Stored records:
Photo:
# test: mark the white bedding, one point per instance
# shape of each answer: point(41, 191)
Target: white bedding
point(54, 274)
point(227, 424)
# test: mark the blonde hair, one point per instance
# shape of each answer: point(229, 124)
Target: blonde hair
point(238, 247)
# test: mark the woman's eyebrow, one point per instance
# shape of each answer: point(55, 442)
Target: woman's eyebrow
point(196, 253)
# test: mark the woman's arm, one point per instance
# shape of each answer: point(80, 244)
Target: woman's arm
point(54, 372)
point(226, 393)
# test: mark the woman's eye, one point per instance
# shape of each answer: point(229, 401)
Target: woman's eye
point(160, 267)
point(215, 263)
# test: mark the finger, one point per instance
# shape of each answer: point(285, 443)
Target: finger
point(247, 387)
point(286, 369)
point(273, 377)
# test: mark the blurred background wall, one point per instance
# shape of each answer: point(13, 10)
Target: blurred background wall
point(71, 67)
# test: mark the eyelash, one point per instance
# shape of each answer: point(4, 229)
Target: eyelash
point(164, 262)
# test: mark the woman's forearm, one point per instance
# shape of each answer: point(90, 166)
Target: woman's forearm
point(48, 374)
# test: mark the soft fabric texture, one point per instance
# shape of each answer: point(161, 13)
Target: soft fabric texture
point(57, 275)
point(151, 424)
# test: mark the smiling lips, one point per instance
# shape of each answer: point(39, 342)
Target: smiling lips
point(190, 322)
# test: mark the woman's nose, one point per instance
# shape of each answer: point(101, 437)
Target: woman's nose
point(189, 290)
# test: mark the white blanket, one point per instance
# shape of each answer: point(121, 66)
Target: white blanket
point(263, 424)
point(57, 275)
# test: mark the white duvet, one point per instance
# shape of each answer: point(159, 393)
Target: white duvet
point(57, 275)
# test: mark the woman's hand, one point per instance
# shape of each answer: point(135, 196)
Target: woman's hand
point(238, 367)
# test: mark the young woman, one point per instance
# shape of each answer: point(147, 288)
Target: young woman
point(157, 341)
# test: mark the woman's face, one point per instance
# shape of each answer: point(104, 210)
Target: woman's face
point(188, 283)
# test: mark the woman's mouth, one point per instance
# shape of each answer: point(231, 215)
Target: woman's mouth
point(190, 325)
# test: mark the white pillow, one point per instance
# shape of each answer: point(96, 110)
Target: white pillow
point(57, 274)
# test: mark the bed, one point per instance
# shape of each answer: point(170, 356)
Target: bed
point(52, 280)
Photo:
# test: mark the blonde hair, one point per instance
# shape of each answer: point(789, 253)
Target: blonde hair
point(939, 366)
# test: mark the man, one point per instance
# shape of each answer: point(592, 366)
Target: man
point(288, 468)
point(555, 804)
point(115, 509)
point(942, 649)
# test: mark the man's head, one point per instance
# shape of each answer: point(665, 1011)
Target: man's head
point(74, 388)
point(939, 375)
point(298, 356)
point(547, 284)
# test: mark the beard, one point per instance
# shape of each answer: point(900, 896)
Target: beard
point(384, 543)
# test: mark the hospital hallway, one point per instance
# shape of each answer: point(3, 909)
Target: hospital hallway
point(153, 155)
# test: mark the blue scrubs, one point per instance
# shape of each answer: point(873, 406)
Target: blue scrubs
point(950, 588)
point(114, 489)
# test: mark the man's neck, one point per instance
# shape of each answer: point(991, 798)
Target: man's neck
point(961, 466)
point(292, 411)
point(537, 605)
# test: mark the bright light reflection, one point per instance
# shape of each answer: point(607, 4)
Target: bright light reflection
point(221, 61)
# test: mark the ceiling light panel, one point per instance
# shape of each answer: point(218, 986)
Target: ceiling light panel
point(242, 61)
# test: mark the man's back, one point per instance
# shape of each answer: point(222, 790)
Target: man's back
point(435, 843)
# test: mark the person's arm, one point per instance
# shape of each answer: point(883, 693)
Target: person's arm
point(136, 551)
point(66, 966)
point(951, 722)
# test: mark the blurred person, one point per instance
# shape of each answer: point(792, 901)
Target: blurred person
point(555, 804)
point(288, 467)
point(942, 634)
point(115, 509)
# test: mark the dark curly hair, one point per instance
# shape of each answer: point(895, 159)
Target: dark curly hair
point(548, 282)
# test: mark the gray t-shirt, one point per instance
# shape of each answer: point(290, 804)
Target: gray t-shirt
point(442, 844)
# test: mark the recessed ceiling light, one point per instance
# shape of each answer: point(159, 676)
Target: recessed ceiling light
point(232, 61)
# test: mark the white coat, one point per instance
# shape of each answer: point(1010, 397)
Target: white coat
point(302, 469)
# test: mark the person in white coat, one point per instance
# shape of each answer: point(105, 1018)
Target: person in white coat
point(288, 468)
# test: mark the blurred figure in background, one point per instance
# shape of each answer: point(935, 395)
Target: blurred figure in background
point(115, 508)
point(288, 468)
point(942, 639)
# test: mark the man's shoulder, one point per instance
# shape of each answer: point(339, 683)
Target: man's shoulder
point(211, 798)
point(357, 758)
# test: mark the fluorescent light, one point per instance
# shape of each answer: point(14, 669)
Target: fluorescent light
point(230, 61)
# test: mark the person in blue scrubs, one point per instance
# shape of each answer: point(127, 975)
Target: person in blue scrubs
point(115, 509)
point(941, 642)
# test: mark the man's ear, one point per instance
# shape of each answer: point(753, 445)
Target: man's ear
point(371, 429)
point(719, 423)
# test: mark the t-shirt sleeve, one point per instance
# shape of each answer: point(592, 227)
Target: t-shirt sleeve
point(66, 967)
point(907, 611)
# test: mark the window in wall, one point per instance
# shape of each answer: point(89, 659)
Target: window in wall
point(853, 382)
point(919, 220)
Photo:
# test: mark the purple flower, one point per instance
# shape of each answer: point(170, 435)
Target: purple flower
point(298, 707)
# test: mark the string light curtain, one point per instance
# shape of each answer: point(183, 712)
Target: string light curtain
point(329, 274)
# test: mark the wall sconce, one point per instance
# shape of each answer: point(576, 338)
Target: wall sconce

- TASK REQUIREMENTS
Exact copy required. Retype all of the entries word for word.

- SOLUTION FOR THIS EXERCISE
Photo:
# test: mark the white bedding, one point per instance
# shape of each answer: point(41, 191)
Target: white bedding
point(54, 274)
point(227, 424)
# test: mark the blonde hair, one point per instance
# shape of each answer: point(229, 124)
Target: blonde hair
point(238, 247)
# test: mark the woman's eyebrow, one point per instance
# shape of each answer: point(55, 442)
Target: woman's eyebrow
point(196, 253)
# test: mark the woman's arm, one point per instance
# shape of each answer: point(80, 244)
Target: woman's arm
point(54, 372)
point(226, 393)
# test: mark the woman's eye, one point per instance
# shape of each answer: point(229, 401)
Target: woman's eye
point(160, 267)
point(215, 263)
# test: mark the finger, one point per instance
# shape of each answer: point(285, 443)
Target: finger
point(247, 387)
point(286, 369)
point(273, 377)
# test: mark the blurred background wall, one point per instance
# shape of each answer: point(13, 10)
Target: blurred background wall
point(71, 67)
# test: mark the eyelash, one point per instance
# shape of each answer: point(4, 229)
Target: eyelash
point(164, 262)
# test: mark the woman's forearm, one point per instance
# shape of each answer: point(90, 166)
Target: woman's forearm
point(48, 374)
# test: mark the soft fabric texture, one point per instance
# shape of each answer: point(161, 13)
Target: soft fabric texture
point(57, 275)
point(151, 424)
# test: mark the smiling lips, one point per instance
# shape of each answer: point(39, 342)
Target: smiling lips
point(190, 322)
# test: mark the woman's nose, one point per instance
# shape of each answer: point(101, 437)
Target: woman's nose
point(189, 290)
# test: mark the white blanket, one point per instance
# shape of each answer: point(121, 66)
Target: white blanket
point(263, 424)
point(57, 275)
# test: mark the white duvet, one point per instance
# shape of each answer: point(159, 393)
Target: white duvet
point(57, 275)
# test: mark the woman's hand, one point per instance
# shape of each answer: point(135, 196)
Target: woman's hand
point(238, 367)
# test: mark the young woman, one point per instance
# shape of each answer: point(147, 288)
Target: young woman
point(157, 341)
# test: mark the woman's face, one point per instance
# shape of each answer: point(104, 210)
Target: woman's face
point(188, 283)
# test: mark the woman's mouth, one point per instance
# shape of each answer: point(231, 215)
Target: woman's mouth
point(190, 325)
# test: mark the white pillow, one point per instance
# shape of each answer: point(96, 110)
Target: white pillow
point(57, 274)
# test: mark the bed, one point per instance
# shape of each answer: point(170, 356)
Target: bed
point(52, 280)
Photo:
# test: mark the blonde hair, one point per instance
# shape of each answer: point(789, 253)
Target: blonde hair
point(939, 366)
# test: mark the man, one point per instance
# shape of each answer: point(592, 366)
Target: man
point(288, 468)
point(555, 804)
point(115, 509)
point(942, 649)
# test: mark the man's head, one point per instance
# shape of each answer: point(665, 1011)
Target: man's head
point(74, 388)
point(939, 375)
point(298, 356)
point(547, 284)
# test: mark the beard, one point per instance
# shape of each answer: point(900, 896)
Target: beard
point(384, 543)
# test: mark the hospital hallway, one point per instance
# shape of each answer: point(3, 909)
Target: hospital hallway
point(153, 155)
# test: mark the blue scrubs, one point per instance
# shape of each answer: point(873, 406)
Target: blue scrubs
point(950, 588)
point(114, 489)
# test: mark the man's neck, one point per instance
# shape of each answer: point(991, 798)
Target: man's neck
point(961, 466)
point(292, 411)
point(537, 605)
# test: mark the bright light reflection, one point per instance
# shape of each answer: point(607, 4)
Target: bright light reflection
point(221, 61)
# test: mark the ceiling light panel, one point per instance
# shape of each answer: point(218, 986)
Target: ceiling light panel
point(242, 61)
# test: mark the man's back, one point per instance
# shape of each answer: point(222, 790)
Target: man's back
point(435, 843)
# test: mark the person's arm, one point per instance
# shape of each answer: point(883, 693)
Target: person's arm
point(136, 551)
point(66, 966)
point(951, 722)
# test: mark the blurred person, one point per instance
# shape of each answer: point(792, 901)
Target: blurred person
point(555, 804)
point(288, 467)
point(942, 634)
point(115, 509)
# test: mark the dark curly hair, one point per instance
# shape of each answer: point(895, 159)
Target: dark curly hair
point(548, 282)
# test: mark the gray t-shirt, one point per instance
# shape of each answer: point(290, 804)
Target: gray t-shirt
point(442, 844)
# test: mark the recessed ceiling light, one point per instance
# shape of each answer: point(159, 676)
Target: recessed ceiling light
point(232, 61)
# test: mark the white coat, one point per instance
# shape of each answer: point(1010, 397)
Target: white coat
point(302, 469)
# test: mark the person in white coat, one point per instance
# shape of each answer: point(105, 1018)
Target: person in white coat
point(288, 468)
# test: mark the blurred figure in background, one point per instance
# shape of each answer: point(935, 395)
Target: blurred figure in background
point(115, 508)
point(288, 468)
point(942, 639)
# test: mark the man's shoulder, one point per instance
# shape of each answer: point(339, 683)
Target: man's shoulder
point(211, 798)
point(357, 758)
# test: mark the fluorescent light, one point per instance
# shape of each answer: point(14, 669)
Target: fluorescent light
point(230, 61)
# test: mark the person in blue scrubs, one point per instance
# shape of each answer: point(127, 975)
Target: person in blue scrubs
point(115, 509)
point(941, 642)
# test: mark the man's ear, one point per instance
# shape of each answer: point(753, 445)
Target: man's ear
point(371, 429)
point(719, 423)
# test: mark the t-shirt sleeve, one point per instance
# shape of each answer: point(592, 227)
Target: t-shirt sleeve
point(66, 967)
point(907, 611)
# test: mark the window in wall, one point per instance
# shape of each answer: point(89, 659)
Target: window in wall
point(853, 382)
point(919, 220)
Photo:
# test: mark the purple flower, one point per instance
# shape of each answer: point(170, 435)
Target: purple flower
point(298, 707)
# test: mark the string light curtain, one point per instance
# shape of each answer: point(183, 712)
Target: string light curtain
point(329, 274)
# test: mark the wall sconce, one point per instance
# shape of each answer: point(576, 338)
Target: wall sconce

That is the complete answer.